Starting at the line that holds "Wanted = one point per instance of the painted figure, dropped" and stopping at the line that holds "Wanted = one point per instance of the painted blue", restate the records below word for word, with both of those lines included.

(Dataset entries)
○ ○ ○ ○ ○

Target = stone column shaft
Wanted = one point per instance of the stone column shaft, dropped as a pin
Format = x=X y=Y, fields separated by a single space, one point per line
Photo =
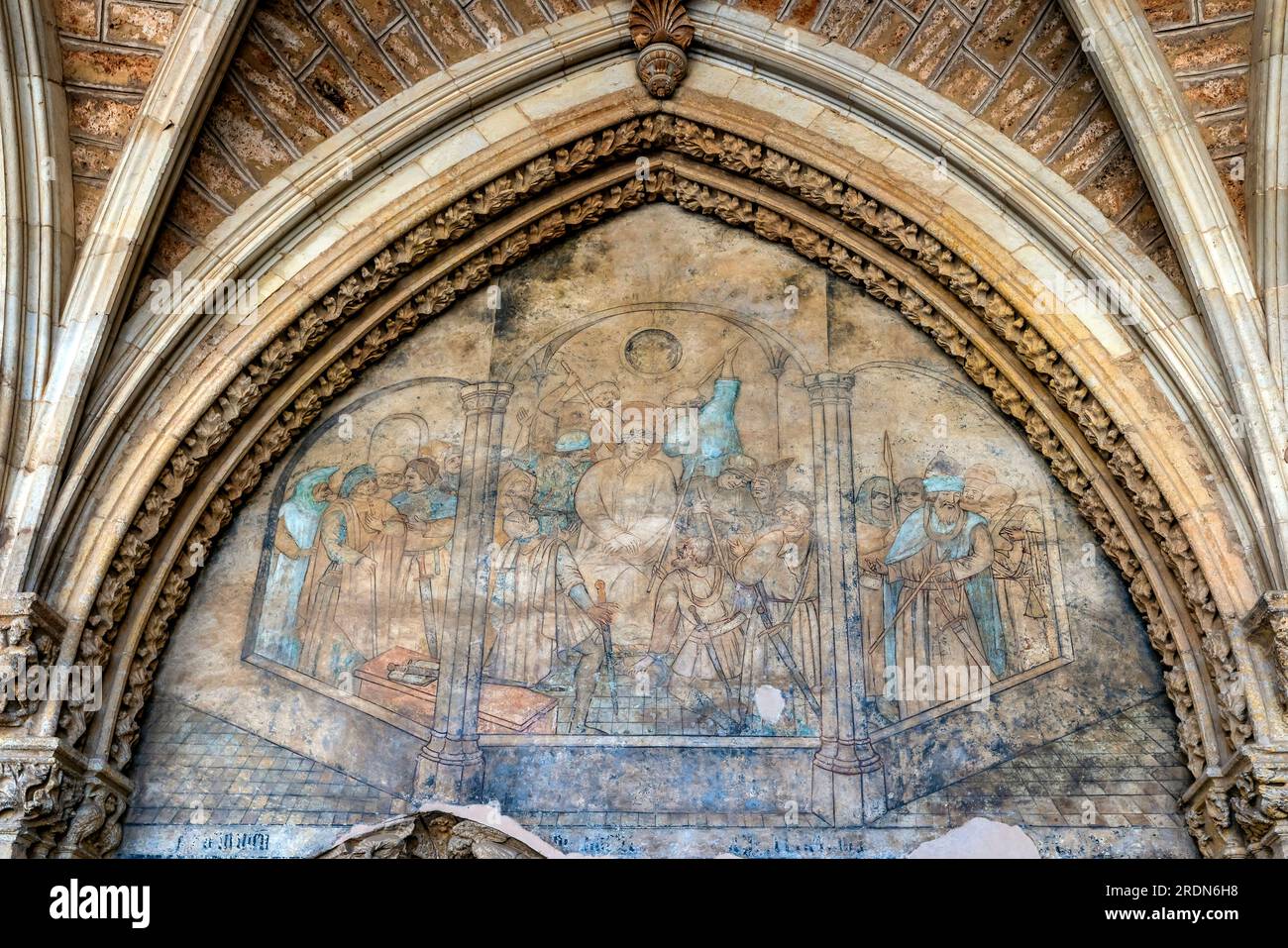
x=849 y=781
x=451 y=764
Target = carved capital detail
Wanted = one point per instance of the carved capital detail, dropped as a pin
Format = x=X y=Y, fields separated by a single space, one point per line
x=1267 y=627
x=662 y=31
x=30 y=634
x=430 y=835
x=40 y=788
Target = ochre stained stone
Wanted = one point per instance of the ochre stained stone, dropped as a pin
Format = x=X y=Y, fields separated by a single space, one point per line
x=1117 y=185
x=101 y=116
x=1074 y=94
x=931 y=44
x=108 y=68
x=278 y=95
x=288 y=33
x=887 y=35
x=1206 y=50
x=1168 y=13
x=842 y=21
x=449 y=29
x=377 y=14
x=248 y=137
x=334 y=90
x=1052 y=44
x=1215 y=93
x=359 y=51
x=132 y=22
x=77 y=17
x=86 y=194
x=496 y=29
x=404 y=48
x=93 y=159
x=1001 y=31
x=1016 y=101
x=213 y=170
x=1089 y=146
x=1225 y=134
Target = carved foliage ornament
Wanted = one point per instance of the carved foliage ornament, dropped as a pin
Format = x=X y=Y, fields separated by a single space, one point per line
x=735 y=156
x=662 y=31
x=432 y=835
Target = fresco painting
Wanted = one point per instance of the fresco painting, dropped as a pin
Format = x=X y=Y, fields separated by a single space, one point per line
x=664 y=575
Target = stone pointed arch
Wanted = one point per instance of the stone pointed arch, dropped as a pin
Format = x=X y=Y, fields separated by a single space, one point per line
x=258 y=390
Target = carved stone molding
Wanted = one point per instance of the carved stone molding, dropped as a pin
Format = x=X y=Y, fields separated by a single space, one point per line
x=1150 y=550
x=662 y=31
x=430 y=835
x=40 y=789
x=30 y=634
x=1267 y=626
x=1244 y=810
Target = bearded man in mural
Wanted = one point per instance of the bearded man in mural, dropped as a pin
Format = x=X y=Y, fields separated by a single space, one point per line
x=353 y=592
x=781 y=569
x=698 y=631
x=541 y=613
x=939 y=597
x=627 y=506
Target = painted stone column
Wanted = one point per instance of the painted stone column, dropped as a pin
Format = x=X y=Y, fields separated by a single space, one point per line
x=451 y=766
x=848 y=786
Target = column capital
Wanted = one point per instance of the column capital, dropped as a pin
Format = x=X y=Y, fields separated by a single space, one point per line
x=828 y=386
x=1266 y=626
x=30 y=638
x=485 y=395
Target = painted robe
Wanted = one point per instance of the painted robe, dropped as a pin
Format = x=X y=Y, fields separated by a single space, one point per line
x=687 y=599
x=292 y=546
x=784 y=567
x=532 y=613
x=952 y=621
x=1024 y=584
x=351 y=607
x=616 y=497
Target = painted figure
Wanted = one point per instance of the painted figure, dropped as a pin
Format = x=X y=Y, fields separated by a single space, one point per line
x=541 y=612
x=781 y=567
x=353 y=586
x=626 y=505
x=292 y=545
x=940 y=601
x=698 y=629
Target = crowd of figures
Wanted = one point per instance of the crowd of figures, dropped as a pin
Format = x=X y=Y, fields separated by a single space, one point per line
x=643 y=545
x=359 y=562
x=954 y=579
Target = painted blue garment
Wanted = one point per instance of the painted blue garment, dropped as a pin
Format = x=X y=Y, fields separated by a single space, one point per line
x=278 y=616
x=716 y=433
x=980 y=588
x=415 y=505
x=555 y=496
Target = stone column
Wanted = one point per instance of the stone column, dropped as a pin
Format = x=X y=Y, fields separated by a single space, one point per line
x=848 y=777
x=451 y=767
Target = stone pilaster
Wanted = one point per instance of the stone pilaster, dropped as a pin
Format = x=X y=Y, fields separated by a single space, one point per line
x=848 y=777
x=451 y=766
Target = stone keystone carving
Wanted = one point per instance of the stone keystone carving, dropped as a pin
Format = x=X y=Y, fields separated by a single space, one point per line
x=662 y=31
x=430 y=835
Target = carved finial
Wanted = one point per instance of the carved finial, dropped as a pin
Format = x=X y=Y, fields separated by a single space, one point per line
x=662 y=31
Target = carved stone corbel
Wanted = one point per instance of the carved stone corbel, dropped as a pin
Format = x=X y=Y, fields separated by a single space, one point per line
x=430 y=835
x=40 y=788
x=94 y=830
x=30 y=633
x=662 y=31
x=1267 y=629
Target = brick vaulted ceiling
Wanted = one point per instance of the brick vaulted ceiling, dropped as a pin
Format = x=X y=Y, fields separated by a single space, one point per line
x=307 y=68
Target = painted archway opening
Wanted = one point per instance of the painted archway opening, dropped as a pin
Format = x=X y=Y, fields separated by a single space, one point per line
x=649 y=342
x=894 y=261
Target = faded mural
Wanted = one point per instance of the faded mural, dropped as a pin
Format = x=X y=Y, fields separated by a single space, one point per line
x=661 y=579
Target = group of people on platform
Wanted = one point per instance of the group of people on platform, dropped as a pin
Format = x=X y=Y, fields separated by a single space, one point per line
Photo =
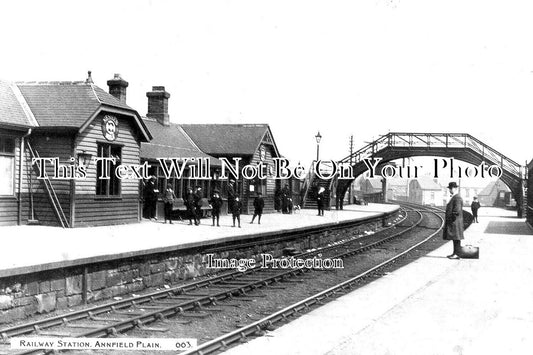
x=193 y=204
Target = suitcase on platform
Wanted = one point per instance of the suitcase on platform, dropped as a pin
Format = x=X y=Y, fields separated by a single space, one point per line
x=469 y=252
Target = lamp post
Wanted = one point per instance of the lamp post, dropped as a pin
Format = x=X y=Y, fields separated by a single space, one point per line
x=318 y=137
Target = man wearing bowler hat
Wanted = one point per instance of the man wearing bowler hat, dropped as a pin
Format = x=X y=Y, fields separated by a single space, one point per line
x=453 y=226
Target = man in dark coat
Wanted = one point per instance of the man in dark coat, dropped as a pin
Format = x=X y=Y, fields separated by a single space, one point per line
x=198 y=203
x=151 y=194
x=475 y=207
x=453 y=226
x=320 y=200
x=259 y=204
x=236 y=211
x=285 y=196
x=216 y=203
x=190 y=203
x=231 y=195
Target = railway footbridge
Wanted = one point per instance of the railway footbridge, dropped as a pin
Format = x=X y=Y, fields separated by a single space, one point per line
x=460 y=146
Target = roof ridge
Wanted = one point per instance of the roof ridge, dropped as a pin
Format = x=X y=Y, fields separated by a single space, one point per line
x=80 y=83
x=24 y=104
x=189 y=139
x=95 y=94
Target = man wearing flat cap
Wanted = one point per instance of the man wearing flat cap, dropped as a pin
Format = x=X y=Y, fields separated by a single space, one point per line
x=453 y=227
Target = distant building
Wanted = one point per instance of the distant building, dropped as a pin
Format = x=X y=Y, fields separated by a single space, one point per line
x=425 y=191
x=371 y=189
x=397 y=189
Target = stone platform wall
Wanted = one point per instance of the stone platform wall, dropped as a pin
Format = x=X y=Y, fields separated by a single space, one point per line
x=25 y=295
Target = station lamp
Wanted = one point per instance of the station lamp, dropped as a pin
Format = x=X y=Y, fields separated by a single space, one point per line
x=318 y=137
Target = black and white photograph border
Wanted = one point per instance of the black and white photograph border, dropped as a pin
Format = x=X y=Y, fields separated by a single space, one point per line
x=282 y=177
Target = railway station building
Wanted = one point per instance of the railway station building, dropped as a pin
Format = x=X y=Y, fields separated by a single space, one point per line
x=251 y=143
x=72 y=123
x=77 y=123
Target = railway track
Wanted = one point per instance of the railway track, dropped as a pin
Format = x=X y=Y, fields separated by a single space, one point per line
x=258 y=327
x=198 y=299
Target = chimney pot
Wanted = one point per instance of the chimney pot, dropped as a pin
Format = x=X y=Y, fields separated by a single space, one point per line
x=89 y=79
x=158 y=105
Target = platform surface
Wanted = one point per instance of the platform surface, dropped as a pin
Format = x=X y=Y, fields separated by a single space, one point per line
x=432 y=306
x=35 y=248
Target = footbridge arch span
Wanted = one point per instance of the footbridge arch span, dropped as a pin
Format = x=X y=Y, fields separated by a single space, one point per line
x=460 y=146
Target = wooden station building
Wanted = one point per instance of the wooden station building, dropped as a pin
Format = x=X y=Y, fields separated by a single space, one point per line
x=253 y=143
x=74 y=122
x=78 y=122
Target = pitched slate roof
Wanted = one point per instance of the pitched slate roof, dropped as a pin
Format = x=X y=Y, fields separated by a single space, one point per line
x=428 y=184
x=489 y=189
x=11 y=112
x=66 y=104
x=171 y=142
x=226 y=139
x=375 y=183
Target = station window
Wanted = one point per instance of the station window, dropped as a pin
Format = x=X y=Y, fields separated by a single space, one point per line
x=108 y=187
x=7 y=166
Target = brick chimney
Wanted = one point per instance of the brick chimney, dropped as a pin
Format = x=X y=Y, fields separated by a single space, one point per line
x=158 y=105
x=117 y=88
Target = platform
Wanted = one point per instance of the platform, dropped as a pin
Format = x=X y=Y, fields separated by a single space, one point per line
x=431 y=306
x=38 y=248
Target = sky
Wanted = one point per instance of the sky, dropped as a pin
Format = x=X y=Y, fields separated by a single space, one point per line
x=360 y=68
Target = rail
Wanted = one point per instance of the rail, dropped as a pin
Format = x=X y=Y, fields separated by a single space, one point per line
x=259 y=326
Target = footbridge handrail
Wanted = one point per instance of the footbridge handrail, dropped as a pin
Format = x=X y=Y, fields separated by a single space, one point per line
x=434 y=141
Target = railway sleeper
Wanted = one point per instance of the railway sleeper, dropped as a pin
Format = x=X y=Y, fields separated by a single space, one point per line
x=194 y=314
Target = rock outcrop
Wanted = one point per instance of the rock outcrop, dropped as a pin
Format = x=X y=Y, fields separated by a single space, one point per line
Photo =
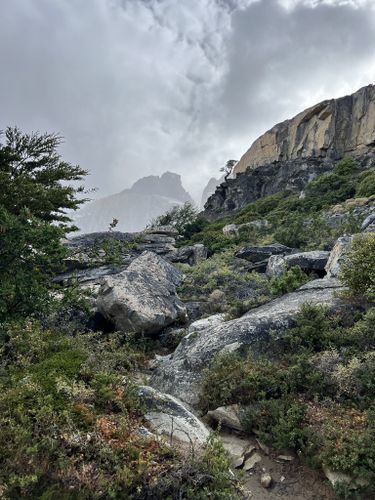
x=181 y=374
x=134 y=208
x=168 y=417
x=330 y=129
x=314 y=261
x=292 y=153
x=143 y=298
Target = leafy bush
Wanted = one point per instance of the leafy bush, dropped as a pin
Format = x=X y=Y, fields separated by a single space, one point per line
x=223 y=271
x=366 y=187
x=289 y=281
x=35 y=194
x=278 y=422
x=358 y=272
x=70 y=418
x=184 y=218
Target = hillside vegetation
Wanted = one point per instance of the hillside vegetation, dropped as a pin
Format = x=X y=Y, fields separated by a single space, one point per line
x=72 y=421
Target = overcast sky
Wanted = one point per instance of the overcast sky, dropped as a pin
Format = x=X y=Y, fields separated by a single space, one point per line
x=138 y=87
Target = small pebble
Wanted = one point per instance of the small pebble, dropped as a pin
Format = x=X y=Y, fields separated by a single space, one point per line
x=266 y=480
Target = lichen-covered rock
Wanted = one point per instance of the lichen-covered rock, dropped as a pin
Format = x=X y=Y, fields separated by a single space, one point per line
x=192 y=254
x=143 y=298
x=168 y=417
x=308 y=261
x=338 y=256
x=260 y=253
x=181 y=375
x=231 y=230
x=369 y=221
x=228 y=416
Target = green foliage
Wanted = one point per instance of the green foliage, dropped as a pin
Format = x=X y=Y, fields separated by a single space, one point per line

○ ○ ○ ○ ○

ANSWER AREA:
Wanted = one point per instance of the painted figure, dropped as a pin
Format = x=X y=Y, fields separated by a single space, one point per line
x=541 y=612
x=781 y=567
x=353 y=586
x=626 y=505
x=292 y=545
x=940 y=601
x=698 y=629
Target = crowd of figures
Wanted = one point per instance of the crowd of figures, dropped as a pin
Format = x=X y=Y, fields separated by a single space, one point per line
x=643 y=545
x=359 y=562
x=954 y=579
Target = painted blue garment
Wanted = one point per instance of the painted blue garment, dropped as a pin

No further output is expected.